* [Instrucciones de trabajo]:
• A. Copia de nuevo el texto sobre la guerra empezando por "La guerra parece" y continuando hasta "espadas y lanzas.". Reemplaza "Ares" por "Marte" en todo ese tramo.
• B. Escribe la continuación del texto sobre la guerra a partir de su última oración.

* [Texto seleccionado]:
────────────────────
Los rusos tenían todo lo que hacía falta para la guerra, pero ese todo era diferente, menos mecánico, menos reglamentario… Era como si un gran circo ambulante, temible y misterioso, hubiese salido desde algún punto lejano y desconocido del Este, desde Rusia. Ese circo ambulante era, en realidad, una de las maquinarias bélicas más inmensas de la Tierra
Sándor Márai
…surgen los tiranos humanos, que usurpan los bienes de sus vecinos y son causa de que la miseria se extienda. Éstos también deben ser suprimidos
Joseph Campbell
El mal de nuestro tiempo consiste en la pérdida de la conciencia del mal
Krishnamurti
Una vez más a los habitantes de este planeta nos toca sufrir, directa o indirectamente, los horrores de la guerra. De nuevo, Europa, cuna de la civilización occidental, es el escenario de esta manifestación de la raza humana, tan antigua como el hombre. Cinco mil seiscientos años de historia escrita dan cuenta de catorce mil seiscientas guerras. Desde la finalización de la Segunda Guerra Mundial no ha dejado de haber guerras en nuestro planeta, aunque la inexistencia de conflictos bélicos de extensión global nos ha hecho creer que mantuvimos un largo período de paz.
La guerra parece estar siempre al acecho de la vida civilizada: Ares y Atenea, dos dioses guerreros, pero diferentes, enfrentados. Orfeo, en el Himno a Ares, así lo describe:
Inquebrantable, de ánimo bronco, vigoroso, poderosa deidad, que disfrutas con las armas, indomable, aniquilador de mortales, demoledor de murallas, soberano Ares, que te mueves en medio del estrépito de las armas, siempre manchado de sangre, disfrutando de la matanza, metido en el fragor del combate, terrible; que deseas el tosco combate de espadas y lanzas.
────────────────────
* [Líneas de datos]:

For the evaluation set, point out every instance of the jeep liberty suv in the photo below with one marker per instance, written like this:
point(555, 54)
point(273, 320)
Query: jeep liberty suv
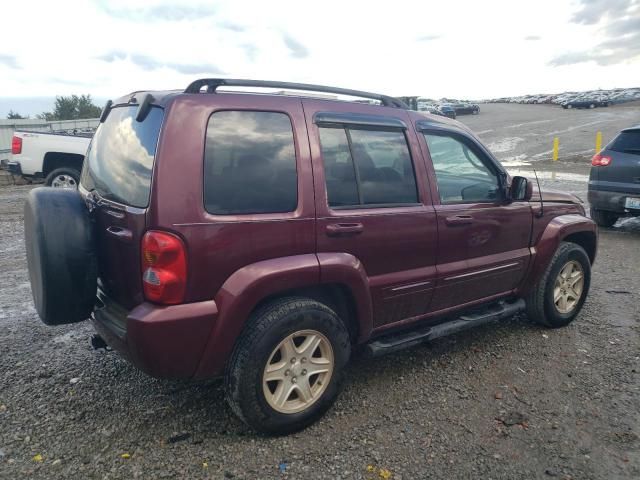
────────────────────
* [Respuestas escritas]:
• A.
La guerra parece estar siempre al acecho de la vida civilizada: Marte y Atenea, dos dioses guerreros, pero diferentes, enfrentados. Orfeo, en el Himno a Marte, así lo describe:
Inquebrantable, de ánimo bronco, vigoroso, poderosa deidad, que disfrutas con las armas, indomable, aniquilador de mortales, demoledor de murallas, soberano Marte, que te mueves en medio del estrépito de las armas, siempre manchado de sangre, disfrutando de la matanza, metido en el fragor del combate, terrible; que deseas el tosco combate de espadas y lanzas.

• B.
La sabia diosa Atenea, en cambio, siendo guerrera, no representa la fuerza bruta. Por el contrario, antepone la prudencia a las armas, su lucha es racional, estratégica, guiada por la dignidad en la batalla y el establecimiento del orden, de la vida civilizada. Así es presentada en el Himno Homérico:
Comienzo a cantar a Palas Atenea, gloriosa diosa de ojos azules, llena de sabiduría, de corazón inexorable, virgen venerada, protectora de ciudades, valerosa, Tritogenia, a quien el prudente Zeus engendró él sólo, e hizo nacer de su divina cabeza, revestida con belicosas armas resplandecientes de oro.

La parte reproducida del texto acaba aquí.